PROBLEMS TO WORK ON:
A. Answer these from the passage on Darwinism and falsifiability:
(i) To whom does it attribute the view that something is only science if it can be falsified?
(ii) What name did Whewell give to his proposal about inductive cases?
(iii) Which city did Logical Positivism center on?
B. According to the passage on Darwinism and falsifiability, why did Darwin spend so many years gathering case after case for his theory? Answer in one to three sentences.

GIVEN PASSAGE:
——
It is often argued, by philosophers and creationists alike, that Darwinism is not falsifiable, and so is not science. This rests on the opinion that something is only science if it can be falsified, i.e., proven wrong, at least in principle. This view, which is due to Popper, is not at all universally accepted, and some history of philosophy is in order to make sense of it and the criticisms made of it.[note 1]

At the time Darwin was formulating his view of evolution, the prevailing exemplar of science was the Newtonian program. Laws were paramount, and they determined the outcome. Science sought generalisations. Darwin tried to make a Newtonian science, and was hurt when the leaders of the field like Whewell and Herschel, two of his acquaintances and mentors, dismissed his theory as insufficiently like their model of science.[note 2]

William Whewell was the first real philosopher of science. He was heir to the English and Scottish schools of empirical commonsense. He rejected Hume's notion that induction (proving a rule or law by reference to singular examples of data and observation) was not correct, even if he didn't deny the logical force of the argument, that you cannot prove a universalisation no matter how many pieces of evidence you have to hand. Whewell proposed what he called the 'consilience of inductions' - the more inductive cases you have based on data, the more reliable the generalisation. This is what Darwin tried to attain, and partly explains why he spent so many years gathering case after case to bolster his theory. He thought he was doing it the Right Way [Ruse 1979].

Another school of thought was Positivism. This view affirmed that the only true knowledge was scientific knowledge, and that only positively established proofs were scientific knowledge. This meant the positivists had to be able to distinguish between real science and the pseudosciences of phrenology, spiritualism and the other crank theories coming onto the scene during the nineteenth century. One influential positivist was the physicist Ernst Mach of Mach speed fame, and from him grew a school of thought in the German-speaking countries of Europe known as Logical Positivism, centering on Vienna. The Logical Positivists held that something is science when it can be verified, and they had all kinds of rules for that, based on Hume's dictum that whatever does not logically follow from matters of fact or number was metaphysics. This was equivalent to saying it was literally nonsense for the positivists. When it was observed that the Verification Principle was unverifiable, and so nonsense, the school fell apart.
——
DATA:
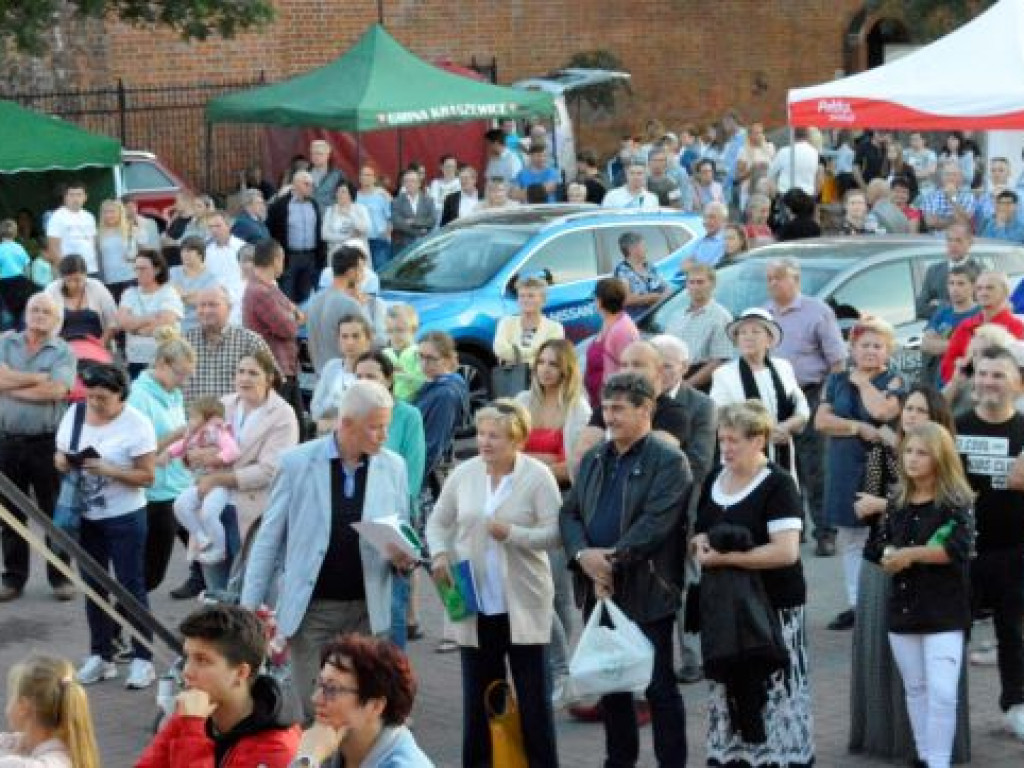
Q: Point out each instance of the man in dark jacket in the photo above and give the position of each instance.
——
SOLUTIONS TO THE TASKS:
A.
(i) Popper
(ii) The 'consilience of inductions'
(iii) Vienna

B. Darwin was trying to attain Whewell's 'consilience of inductions', which held that the more inductive cases you have based on data, the more reliable the generalisation. He thought that gathering case after case was doing science the Right Way.